Published 1977, Putnam Publishing Group



(Originally reviewed in The Roundtable Forum, issue #2009-45)


First off, it’s necessary to point out that this is not Gordon Prange’s renowned Miracle at Midway that was published in 1982 and which became the number one best seller of all BOM books.  Somehow, Prange was either unaware of that title on an earlier work, or he deliberately purloined it because he thought nothing else would do for the Midway masterpiece that he had in mind.  In either case, Mercer’s book was first with a title that would become an iconic symbolism of the battle.


The book runs 160 pages and includes a collection of familiar photos.  Mercer is said to have been an intelligence officer during WW2, who became a prolific writer and publishing house editor in his postwar career.  His brief biography on the book’s jacket doesn’t say if he was in Army or Navy intel; my guess would be Army since he gets shipboard terminology wrong in a few places.


The book is a very easy read, which explains why some booksellers list it among juvenile literature.  As for its historical quality, there isn’t much a 160-page book on the BOM written over 30 years ago is going to reveal to us today, but it does have a few attractions.  The first half of the book is a good synopsis of Pearl Harbor and Coral Sea plus the runup to the war; topics not always covered very well in other BOM works.  Then, it seems that Mercer’s research made him privy to a few interesting tidbits of insight that I haven’t seen before.  He mentions VMF-221 pilots on Midway calling their old F4F-3s “Wilbur Wrights” instead of Wildcats, and he talks about the Enterprise pilots’ habit of never shaving before going into battle, saving that as a ritual carried out only after victory.  The meticulously groomed Spruance reportedly joined his pilots in that tradition on the morning of June 4th.


Mercer also comes up with an insightful analysis of the precarious position Fletcher and Spruance found themselves when preparing their task forces for battle.  He says that, mindful of the need to preserve their carriers more than Midway itself, the two admirals faced a three-horned dilemma.  They’d be publicly castigated if the atoll fell at the expense of saving their ships.  On the other hand, if Midway is saved but the carriers are lost, they’d have violated CINCPAC’s principle that the carriers were more important.  And worse, if the enemy took Midway and sunk our carriers in the process, their names would go down in infamy as the commanders who lost everything in the most vital battle of the Pacific war.

§ Dataset:
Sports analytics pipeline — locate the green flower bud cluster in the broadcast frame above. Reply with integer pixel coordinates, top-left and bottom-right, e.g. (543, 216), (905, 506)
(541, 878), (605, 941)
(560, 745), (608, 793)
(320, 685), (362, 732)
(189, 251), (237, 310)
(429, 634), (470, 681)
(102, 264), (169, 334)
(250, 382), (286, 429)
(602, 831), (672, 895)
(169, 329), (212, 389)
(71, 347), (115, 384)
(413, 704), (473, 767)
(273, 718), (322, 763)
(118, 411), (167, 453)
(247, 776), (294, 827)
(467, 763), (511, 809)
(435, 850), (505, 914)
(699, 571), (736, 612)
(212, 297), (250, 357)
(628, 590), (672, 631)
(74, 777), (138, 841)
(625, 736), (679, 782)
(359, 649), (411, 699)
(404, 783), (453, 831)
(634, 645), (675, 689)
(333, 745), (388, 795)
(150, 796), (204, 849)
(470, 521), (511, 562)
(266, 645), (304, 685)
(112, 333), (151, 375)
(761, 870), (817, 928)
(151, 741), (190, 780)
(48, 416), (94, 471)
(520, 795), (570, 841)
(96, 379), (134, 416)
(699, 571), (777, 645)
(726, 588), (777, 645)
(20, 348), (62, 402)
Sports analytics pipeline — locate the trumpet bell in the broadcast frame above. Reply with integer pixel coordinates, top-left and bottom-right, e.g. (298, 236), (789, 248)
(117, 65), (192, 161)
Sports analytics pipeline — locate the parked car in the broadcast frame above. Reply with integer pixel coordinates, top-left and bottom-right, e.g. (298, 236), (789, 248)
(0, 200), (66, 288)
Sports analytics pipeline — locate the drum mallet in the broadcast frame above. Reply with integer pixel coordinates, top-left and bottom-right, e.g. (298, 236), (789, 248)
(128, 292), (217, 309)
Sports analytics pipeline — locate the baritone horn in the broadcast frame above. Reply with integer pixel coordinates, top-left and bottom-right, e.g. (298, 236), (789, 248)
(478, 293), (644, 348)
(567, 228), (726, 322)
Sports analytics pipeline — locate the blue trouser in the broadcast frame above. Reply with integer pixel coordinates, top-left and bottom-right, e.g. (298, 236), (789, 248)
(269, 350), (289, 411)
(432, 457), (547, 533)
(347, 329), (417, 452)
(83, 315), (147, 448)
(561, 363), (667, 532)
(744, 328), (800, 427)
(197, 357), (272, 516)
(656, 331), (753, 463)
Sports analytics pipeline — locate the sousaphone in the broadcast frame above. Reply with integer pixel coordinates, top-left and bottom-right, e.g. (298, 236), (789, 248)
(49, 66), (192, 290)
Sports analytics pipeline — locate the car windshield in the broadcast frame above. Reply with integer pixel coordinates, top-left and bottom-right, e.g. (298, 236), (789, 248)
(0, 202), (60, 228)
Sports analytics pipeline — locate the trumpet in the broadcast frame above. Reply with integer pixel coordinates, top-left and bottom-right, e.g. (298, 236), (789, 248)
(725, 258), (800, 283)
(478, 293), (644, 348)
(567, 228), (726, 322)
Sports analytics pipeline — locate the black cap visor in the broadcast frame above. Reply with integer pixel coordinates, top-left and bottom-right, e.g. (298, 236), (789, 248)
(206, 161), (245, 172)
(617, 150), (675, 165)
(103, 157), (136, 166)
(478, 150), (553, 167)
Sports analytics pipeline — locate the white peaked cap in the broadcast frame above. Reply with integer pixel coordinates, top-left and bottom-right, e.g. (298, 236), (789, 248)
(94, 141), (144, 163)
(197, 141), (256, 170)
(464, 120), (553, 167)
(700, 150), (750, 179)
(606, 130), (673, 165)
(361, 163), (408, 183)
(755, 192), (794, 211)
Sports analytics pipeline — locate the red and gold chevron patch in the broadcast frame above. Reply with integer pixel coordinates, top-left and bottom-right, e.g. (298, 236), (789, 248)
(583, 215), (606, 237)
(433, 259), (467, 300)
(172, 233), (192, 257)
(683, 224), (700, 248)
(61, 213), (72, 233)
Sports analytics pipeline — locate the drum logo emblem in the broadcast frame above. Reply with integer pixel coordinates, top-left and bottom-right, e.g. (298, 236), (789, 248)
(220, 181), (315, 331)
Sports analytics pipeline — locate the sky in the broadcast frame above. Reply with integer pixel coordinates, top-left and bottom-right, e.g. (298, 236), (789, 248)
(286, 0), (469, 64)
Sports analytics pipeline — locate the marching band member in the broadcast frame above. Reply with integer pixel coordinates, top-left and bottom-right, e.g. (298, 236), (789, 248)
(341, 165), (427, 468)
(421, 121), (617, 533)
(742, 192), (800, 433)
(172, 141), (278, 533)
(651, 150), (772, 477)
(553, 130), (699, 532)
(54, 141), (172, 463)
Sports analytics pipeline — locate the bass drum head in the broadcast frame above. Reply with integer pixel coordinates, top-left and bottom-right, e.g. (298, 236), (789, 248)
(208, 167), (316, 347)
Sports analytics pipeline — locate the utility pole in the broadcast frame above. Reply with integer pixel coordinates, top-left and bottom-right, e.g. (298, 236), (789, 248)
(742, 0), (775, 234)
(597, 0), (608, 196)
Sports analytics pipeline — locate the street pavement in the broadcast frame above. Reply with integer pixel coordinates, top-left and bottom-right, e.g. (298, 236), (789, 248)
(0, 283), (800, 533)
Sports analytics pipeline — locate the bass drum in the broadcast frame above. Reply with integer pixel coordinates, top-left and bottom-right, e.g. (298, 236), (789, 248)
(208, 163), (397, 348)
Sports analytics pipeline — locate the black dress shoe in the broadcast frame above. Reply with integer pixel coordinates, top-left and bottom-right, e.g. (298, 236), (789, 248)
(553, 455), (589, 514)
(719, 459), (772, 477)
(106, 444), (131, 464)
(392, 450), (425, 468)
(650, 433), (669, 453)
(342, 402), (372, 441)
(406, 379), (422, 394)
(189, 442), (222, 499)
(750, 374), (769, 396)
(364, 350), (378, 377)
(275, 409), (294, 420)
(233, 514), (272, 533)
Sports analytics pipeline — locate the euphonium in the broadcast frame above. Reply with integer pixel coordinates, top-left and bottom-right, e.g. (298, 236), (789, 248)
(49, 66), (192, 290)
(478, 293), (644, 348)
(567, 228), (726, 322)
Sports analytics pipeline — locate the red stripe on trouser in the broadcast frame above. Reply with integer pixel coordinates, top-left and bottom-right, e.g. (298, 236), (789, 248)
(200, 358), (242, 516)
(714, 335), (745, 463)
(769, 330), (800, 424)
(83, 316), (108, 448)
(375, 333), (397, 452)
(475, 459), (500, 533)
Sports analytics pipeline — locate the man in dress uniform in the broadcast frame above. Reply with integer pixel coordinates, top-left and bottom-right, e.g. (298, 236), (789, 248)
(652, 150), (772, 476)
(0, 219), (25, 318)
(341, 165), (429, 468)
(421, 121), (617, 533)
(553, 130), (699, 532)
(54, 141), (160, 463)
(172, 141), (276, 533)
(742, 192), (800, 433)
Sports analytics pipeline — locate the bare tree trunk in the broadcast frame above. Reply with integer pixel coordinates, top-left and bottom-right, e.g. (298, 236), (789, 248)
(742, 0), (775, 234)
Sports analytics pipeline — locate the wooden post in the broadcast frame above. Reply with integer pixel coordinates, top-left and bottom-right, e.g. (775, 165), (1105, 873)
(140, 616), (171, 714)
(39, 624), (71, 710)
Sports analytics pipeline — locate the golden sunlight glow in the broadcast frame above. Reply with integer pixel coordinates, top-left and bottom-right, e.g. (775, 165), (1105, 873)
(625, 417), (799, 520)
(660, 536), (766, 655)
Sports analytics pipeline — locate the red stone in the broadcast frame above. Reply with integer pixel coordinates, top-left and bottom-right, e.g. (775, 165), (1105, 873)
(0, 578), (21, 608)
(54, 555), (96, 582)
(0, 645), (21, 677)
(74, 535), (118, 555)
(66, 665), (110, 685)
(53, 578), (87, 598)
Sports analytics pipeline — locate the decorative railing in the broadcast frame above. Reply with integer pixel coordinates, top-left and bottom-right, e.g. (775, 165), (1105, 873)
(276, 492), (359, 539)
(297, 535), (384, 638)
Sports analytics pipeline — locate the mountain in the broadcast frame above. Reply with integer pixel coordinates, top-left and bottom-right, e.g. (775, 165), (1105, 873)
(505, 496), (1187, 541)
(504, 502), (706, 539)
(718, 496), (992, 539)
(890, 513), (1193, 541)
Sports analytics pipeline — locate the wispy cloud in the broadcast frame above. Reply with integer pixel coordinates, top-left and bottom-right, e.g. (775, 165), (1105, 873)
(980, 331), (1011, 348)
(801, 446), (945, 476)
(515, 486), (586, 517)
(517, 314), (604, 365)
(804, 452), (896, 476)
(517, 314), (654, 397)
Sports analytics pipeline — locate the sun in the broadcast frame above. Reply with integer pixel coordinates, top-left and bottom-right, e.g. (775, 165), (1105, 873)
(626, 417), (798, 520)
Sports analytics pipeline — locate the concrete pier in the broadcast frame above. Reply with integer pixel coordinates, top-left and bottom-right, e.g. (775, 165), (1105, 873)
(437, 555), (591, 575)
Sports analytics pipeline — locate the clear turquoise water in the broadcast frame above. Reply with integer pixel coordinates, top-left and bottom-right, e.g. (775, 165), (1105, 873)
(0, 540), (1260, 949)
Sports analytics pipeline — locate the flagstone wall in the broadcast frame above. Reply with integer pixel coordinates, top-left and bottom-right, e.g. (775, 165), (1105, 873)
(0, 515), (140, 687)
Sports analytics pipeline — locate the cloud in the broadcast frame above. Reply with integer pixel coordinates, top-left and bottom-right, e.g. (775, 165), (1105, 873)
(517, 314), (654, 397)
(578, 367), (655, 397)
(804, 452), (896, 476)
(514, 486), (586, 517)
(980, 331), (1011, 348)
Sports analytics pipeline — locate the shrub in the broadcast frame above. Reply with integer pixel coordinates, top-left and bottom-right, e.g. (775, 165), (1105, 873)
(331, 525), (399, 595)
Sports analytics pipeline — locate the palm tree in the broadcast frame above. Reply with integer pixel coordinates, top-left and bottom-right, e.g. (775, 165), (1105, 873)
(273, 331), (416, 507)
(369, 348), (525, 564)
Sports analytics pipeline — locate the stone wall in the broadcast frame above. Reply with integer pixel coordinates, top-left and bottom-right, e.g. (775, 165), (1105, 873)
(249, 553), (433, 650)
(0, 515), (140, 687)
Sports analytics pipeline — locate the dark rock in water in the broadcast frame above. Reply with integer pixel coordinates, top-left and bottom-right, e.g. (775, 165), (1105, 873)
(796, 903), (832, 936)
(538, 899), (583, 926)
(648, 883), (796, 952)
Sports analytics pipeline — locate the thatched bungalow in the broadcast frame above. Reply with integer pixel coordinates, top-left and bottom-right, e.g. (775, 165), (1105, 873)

§ Your goal:
Answer these questions from the review of Mercer's book:
1. In what year was Gordon Prange's Miracle at Midway published?
2. How many pages does Mercer's book run?
3. What did the VMF-221 pilots on Midway call their old F4F-3s?

§ Complete output:
1. 1982
2. 160 pages
3. "Wilbur Wrights"